◆ Objective ◆
State only the number of rows below that contain the word "green".

++++++++++++++++++++

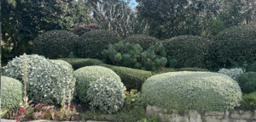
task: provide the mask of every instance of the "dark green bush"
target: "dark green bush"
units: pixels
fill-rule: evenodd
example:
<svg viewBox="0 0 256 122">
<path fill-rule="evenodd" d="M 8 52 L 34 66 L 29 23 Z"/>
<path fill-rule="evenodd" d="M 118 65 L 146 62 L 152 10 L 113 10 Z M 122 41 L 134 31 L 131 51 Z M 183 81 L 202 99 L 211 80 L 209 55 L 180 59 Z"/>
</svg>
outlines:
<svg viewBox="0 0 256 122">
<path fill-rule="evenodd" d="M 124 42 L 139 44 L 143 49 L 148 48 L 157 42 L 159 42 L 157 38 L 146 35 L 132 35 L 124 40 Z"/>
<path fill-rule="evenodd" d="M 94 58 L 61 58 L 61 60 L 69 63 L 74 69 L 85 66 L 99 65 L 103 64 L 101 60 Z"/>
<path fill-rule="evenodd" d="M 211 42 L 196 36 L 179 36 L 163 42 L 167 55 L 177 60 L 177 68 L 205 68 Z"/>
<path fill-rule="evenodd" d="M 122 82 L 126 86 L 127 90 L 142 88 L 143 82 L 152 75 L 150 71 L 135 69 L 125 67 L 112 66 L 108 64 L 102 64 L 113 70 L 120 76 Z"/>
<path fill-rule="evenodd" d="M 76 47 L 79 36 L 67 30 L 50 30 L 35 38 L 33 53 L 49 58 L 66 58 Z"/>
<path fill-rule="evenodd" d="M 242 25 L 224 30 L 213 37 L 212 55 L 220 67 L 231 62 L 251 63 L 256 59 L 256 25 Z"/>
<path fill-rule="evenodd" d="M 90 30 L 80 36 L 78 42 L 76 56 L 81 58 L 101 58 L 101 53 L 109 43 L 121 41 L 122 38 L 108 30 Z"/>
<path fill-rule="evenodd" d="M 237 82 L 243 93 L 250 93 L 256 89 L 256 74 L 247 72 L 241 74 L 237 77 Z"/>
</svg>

++++++++++++++++++++

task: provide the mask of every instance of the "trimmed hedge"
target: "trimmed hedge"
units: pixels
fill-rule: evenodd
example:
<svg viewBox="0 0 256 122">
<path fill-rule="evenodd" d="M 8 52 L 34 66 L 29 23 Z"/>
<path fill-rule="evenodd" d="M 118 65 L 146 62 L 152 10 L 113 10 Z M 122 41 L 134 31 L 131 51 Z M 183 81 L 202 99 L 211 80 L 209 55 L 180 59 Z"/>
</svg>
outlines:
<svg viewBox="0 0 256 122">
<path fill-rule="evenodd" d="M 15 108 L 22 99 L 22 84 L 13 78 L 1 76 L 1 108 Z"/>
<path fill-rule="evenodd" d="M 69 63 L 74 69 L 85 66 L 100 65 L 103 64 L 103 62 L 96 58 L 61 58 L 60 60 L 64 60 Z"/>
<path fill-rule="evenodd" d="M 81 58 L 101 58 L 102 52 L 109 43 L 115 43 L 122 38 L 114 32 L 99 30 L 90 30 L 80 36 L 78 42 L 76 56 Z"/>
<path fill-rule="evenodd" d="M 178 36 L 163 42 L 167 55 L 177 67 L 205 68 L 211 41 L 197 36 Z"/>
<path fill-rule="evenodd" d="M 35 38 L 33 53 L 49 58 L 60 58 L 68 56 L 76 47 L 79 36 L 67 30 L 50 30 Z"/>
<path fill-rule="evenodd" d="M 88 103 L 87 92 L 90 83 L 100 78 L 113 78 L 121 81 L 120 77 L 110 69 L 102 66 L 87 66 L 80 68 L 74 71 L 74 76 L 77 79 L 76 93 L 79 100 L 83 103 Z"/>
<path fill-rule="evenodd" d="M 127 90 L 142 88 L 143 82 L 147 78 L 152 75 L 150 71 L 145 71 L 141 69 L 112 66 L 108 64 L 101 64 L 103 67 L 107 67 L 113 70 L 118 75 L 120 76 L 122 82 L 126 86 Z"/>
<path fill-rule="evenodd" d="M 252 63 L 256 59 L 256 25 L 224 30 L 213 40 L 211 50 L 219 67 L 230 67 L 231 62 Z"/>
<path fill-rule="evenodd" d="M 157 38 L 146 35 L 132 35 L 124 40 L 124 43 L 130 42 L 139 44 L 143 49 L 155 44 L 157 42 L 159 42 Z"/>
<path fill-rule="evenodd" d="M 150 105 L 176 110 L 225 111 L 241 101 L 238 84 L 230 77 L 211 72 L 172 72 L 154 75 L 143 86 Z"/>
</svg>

++++++++++++++++++++

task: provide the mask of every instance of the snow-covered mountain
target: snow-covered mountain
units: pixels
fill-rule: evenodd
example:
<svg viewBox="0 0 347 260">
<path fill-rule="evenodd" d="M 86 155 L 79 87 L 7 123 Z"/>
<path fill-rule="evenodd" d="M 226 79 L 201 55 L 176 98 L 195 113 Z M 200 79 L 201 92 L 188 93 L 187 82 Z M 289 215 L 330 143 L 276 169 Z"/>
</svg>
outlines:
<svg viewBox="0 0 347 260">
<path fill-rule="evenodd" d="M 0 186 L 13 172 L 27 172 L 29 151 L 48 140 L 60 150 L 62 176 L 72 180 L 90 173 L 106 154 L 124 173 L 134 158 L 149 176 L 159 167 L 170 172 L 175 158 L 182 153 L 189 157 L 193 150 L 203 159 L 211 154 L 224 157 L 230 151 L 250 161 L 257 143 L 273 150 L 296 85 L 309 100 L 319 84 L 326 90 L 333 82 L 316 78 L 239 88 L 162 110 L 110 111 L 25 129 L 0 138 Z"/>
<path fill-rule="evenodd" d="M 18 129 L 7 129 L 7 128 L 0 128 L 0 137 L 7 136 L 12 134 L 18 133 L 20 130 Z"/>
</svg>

++++++++++++++++++++

◆ Task output ◆
2